TEXT PASSAGE

· · · · · · ·

Google's Auto-Diagnose: LLM Diagnoses Test Failures at 90% Accuracy
Prompt-engineer Gemini 2.5 Flash on timestamp-sorted logs to auto-diagnose integration test root causes, posting fixes to code reviews—90.14% accurate on 71 real failures, 5.8% 'Not helpful' in production across 52k+ tests.
Slash Integration Test Debug Time with LLM Log Analysis
Integration tests at Google, which are 78% functional per a 239-developer survey, often fail with generic symptoms like timeouts while root causes hide in SUT component logs amid noise. Developers report 38.4% of failures take over an hour to diagnose (vs. 2.7% for unit tests), and 8.9% exceed a day—top complaint in a 6,059-developer EngSat survey. Auto-Diagnose triggers on failure via pub/sub, aggregates INFO+ logs across data centers/processes/threads, joins and sorts them by timestamp into one stream, adds component metadata, and feeds to Gemini 2.5 Flash (temperature=0.1, topp=0.8). This yields p50 latency of 56s and p90 of 346s, with 110k input/6k output tokens per run, letting devs act before context-switching.
Step-by-Step Prompting Ensures Reliable Root Causes
No fine-tuning needed—pure prompt engineering guides the LLM: scan sections, read context, locate failure, summarize errors, conclude only with evidence, and apply hard negatives like 'no conclusion if missing component logs.' Output post-processes to markdown with ==Conclusion== (root cause), ==Investigation Steps==, and ==Most Relevant Log Lines== (clickable links), auto-posted to Critique code reviews. Manual eval on 71 failures from 39 teams hit 90.14% root cause accuracy; failures exposed infra bugs like unsaved crash logs, fixed via feedback loop.
Production Feedback Ranks It Top 3.8% of Tools
Deployed on 52,635 failing tests across 224,782 executions and 91,130 changes by 22,962 devs. Of 517 feedbacks from 437 devs, 84.3% were reviewer 'Please fix' requests; dev helpfulness 63%, 'Not helpful' just 5.8% (under 10% live threshold), #14 of 370 Critique tools (top 3.78%). Replicate by building similar pipelines: aggregate/sort logs, chain-of-thought prompt general LLMs, integrate with review tools for instant value.

· · · · · · ·

(Records in a dataset)
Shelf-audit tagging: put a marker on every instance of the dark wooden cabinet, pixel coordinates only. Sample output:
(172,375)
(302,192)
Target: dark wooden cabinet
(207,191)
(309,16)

· · · · · · ·

BRIEF 1
From the Auto-Diagnose article, return the passage between "Slash Integration Test" and "act before context-switching.", inclusive.
BRIEF 2
Condense the paragraph of the Auto-Diagnose article that begins "No fine-tuning needed" into a short list that keeps its main facts.

RESULT 1
Slash Integration Test Debug Time with LLM Log Analysis
Integration tests at Google, which are 78% functional per a 239-developer survey, often fail with generic symptoms like timeouts while root causes hide in SUT component logs amid noise. Developers report 38.4% of failures take over an hour to diagnose (vs. 2.7% for unit tests), and 8.9% exceed a day—top complaint in a 6,059-developer EngSat survey. Auto-Diagnose triggers on failure via pub/sub, aggregates INFO+ logs across data centers/processes/threads, joins and sorts them by timestamp into one stream, adds component metadata, and feeds to Gemini 2.5 Flash (temperature=0.1, topp=0.8). This yields p50 latency of 56s and p90 of 346s, with 110k input/6k output tokens per run, letting devs act before context-switching.

RESULT 2
- Uses prompt engineering only, with no fine-tuning.
- The prompt has the LLM scan sections, read context, locate the failure, summarize errors, and conclude only with evidence. It also applies hard negatives such as "no conclusion if missing component logs."
- Output is post-processed into markdown with ==Conclusion== (root cause), ==Investigation Steps==, and ==Most Relevant Log Lines== (clickable links), then auto-posted to Critique code reviews.
- Manual evaluation on 71 failures from 39 teams reached 90.14% root cause accuracy.
- Failures exposed infrastructure bugs like unsaved crash logs, which were fixed via a feedback loop.